- Exercise
Please set down exactly the lines of the listing below from the line containing "column 323, row 136" through the line containing "Mark the grass", both lines included, leaving out all other lines.

- Source information
● ● ● ● ● ● ●

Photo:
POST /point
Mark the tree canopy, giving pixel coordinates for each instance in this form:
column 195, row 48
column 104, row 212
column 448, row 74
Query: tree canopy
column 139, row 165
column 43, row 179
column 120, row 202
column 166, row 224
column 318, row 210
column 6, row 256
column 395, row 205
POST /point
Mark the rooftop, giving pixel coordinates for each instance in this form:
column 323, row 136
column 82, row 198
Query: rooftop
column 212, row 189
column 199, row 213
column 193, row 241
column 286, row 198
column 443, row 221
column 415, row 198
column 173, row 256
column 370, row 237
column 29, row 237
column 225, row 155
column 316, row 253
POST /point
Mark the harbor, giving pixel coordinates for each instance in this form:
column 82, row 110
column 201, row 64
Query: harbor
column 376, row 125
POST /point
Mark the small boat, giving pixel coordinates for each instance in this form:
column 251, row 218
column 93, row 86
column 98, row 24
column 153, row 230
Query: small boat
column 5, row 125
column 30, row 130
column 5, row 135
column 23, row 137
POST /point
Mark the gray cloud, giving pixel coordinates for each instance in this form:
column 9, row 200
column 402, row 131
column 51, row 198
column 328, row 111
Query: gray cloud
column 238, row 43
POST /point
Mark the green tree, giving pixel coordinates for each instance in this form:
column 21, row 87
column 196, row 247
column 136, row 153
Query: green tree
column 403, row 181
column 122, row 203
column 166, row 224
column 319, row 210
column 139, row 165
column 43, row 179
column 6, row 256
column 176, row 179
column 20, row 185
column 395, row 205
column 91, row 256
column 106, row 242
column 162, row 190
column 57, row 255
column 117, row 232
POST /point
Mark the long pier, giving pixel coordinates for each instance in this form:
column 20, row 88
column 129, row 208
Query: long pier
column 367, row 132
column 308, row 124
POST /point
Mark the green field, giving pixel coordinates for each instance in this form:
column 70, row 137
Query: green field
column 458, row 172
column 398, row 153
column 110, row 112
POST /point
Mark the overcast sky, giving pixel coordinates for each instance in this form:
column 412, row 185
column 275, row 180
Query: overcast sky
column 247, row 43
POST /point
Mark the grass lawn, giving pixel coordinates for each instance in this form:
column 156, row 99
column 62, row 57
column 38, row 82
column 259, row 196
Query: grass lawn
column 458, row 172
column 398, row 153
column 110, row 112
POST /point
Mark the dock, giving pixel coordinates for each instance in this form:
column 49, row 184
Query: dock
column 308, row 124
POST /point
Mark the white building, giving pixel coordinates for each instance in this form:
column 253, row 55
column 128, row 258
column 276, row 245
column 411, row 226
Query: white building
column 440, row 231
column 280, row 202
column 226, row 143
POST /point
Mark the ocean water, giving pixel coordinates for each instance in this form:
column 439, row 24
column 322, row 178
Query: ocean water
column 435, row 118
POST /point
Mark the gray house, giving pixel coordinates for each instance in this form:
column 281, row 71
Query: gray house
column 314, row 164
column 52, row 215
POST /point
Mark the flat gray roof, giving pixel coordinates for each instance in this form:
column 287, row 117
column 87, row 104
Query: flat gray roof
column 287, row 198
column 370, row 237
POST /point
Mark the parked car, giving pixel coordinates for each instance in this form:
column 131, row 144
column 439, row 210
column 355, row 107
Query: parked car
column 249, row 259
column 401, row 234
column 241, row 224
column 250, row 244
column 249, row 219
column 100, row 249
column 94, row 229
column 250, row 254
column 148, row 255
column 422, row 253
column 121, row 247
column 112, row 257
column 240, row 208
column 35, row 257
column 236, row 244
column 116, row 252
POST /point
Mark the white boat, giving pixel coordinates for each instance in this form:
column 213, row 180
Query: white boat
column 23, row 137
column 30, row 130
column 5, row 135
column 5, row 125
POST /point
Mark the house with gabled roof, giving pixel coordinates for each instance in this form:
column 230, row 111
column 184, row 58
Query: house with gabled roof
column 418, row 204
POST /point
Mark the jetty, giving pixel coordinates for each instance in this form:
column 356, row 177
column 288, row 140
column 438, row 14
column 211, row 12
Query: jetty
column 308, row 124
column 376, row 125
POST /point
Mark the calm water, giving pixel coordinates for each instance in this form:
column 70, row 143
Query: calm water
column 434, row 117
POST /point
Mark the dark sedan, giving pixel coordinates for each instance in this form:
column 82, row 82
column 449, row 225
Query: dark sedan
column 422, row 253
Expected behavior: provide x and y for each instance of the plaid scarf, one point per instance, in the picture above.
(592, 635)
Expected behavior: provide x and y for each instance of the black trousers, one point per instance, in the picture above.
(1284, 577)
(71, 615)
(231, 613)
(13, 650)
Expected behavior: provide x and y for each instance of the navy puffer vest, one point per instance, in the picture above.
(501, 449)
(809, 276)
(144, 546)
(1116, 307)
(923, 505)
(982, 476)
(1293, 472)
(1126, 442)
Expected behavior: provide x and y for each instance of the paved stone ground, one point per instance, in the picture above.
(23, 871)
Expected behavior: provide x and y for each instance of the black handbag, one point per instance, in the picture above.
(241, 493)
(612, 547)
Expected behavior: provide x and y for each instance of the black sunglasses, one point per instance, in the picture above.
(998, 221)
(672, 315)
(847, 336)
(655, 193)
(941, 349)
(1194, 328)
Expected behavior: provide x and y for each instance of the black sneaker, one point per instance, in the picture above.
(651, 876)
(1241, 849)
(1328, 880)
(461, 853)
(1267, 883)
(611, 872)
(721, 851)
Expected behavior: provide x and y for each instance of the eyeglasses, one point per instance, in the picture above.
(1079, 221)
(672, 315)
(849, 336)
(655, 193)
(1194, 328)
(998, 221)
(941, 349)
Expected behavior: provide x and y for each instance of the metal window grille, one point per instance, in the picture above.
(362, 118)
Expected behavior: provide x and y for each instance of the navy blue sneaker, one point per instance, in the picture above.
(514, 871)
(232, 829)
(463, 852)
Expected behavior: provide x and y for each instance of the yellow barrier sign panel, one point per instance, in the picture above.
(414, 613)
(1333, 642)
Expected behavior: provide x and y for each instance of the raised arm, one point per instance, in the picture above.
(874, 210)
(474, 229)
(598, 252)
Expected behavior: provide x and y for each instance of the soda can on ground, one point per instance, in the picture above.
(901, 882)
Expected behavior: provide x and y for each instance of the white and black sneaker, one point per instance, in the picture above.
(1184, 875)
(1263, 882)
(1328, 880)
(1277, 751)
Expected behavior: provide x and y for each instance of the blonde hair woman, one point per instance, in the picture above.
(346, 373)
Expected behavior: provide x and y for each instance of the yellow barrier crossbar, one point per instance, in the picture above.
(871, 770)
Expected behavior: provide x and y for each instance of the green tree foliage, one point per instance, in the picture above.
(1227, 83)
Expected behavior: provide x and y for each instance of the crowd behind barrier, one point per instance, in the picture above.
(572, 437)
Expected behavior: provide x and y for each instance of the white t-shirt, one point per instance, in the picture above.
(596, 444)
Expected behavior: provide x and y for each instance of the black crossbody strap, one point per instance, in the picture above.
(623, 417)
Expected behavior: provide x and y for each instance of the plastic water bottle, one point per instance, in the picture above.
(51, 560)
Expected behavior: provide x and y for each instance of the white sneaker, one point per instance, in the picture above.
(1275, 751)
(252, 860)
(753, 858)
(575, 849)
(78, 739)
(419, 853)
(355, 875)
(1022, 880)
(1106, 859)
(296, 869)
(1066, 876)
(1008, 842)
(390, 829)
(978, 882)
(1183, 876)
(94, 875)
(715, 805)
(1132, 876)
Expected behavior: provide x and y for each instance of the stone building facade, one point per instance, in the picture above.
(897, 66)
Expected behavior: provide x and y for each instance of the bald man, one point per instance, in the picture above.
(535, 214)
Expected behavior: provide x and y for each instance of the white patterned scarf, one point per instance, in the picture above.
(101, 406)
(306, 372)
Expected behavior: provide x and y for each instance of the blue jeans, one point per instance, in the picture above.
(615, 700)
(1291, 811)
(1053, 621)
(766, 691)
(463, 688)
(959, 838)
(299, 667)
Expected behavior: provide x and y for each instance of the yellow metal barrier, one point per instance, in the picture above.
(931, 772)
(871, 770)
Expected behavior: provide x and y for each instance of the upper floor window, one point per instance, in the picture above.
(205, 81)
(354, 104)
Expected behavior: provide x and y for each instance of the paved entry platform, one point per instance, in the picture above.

● ● ● ● ● ● ●

- Your response
column 323, row 136
column 82, row 198
Query: rooftop
column 212, row 189
column 199, row 213
column 193, row 241
column 286, row 198
column 443, row 221
column 415, row 198
column 173, row 256
column 370, row 237
column 29, row 237
column 225, row 155
column 316, row 253
POST /point
Mark the harbor, giving pixel coordinates for each instance in this form:
column 82, row 110
column 201, row 64
Query: harbor
column 376, row 125
POST /point
Mark the small boat, giving pixel coordinates for each instance in this form:
column 251, row 218
column 93, row 86
column 98, row 24
column 153, row 230
Query: small boat
column 5, row 125
column 30, row 130
column 5, row 135
column 23, row 137
POST /point
Mark the gray cloud, giving pixel coordinates for each instance in this form:
column 9, row 200
column 402, row 131
column 51, row 198
column 328, row 111
Query: gray cloud
column 238, row 43
POST /point
Mark the green tree, giving pixel coordinates for each instance in this form:
column 21, row 87
column 196, row 247
column 136, row 153
Query: green tree
column 403, row 181
column 122, row 203
column 166, row 224
column 319, row 210
column 139, row 165
column 43, row 179
column 6, row 256
column 176, row 179
column 20, row 185
column 395, row 205
column 91, row 256
column 106, row 242
column 162, row 190
column 57, row 255
column 117, row 232
POST /point
Mark the long pier, giving pixel coordinates for each instance in this form:
column 20, row 88
column 129, row 208
Query: long pier
column 367, row 132
column 308, row 124
POST /point
Mark the green field, giving pixel coordinates for each instance in this form:
column 70, row 137
Query: green field
column 458, row 172
column 398, row 153
column 110, row 112
POST /point
Mark the overcast sky, giving pixel coordinates for each instance in this form:
column 412, row 185
column 275, row 180
Query: overcast sky
column 247, row 43
POST /point
Mark the grass lawn, giving pixel coordinates for each instance in this form:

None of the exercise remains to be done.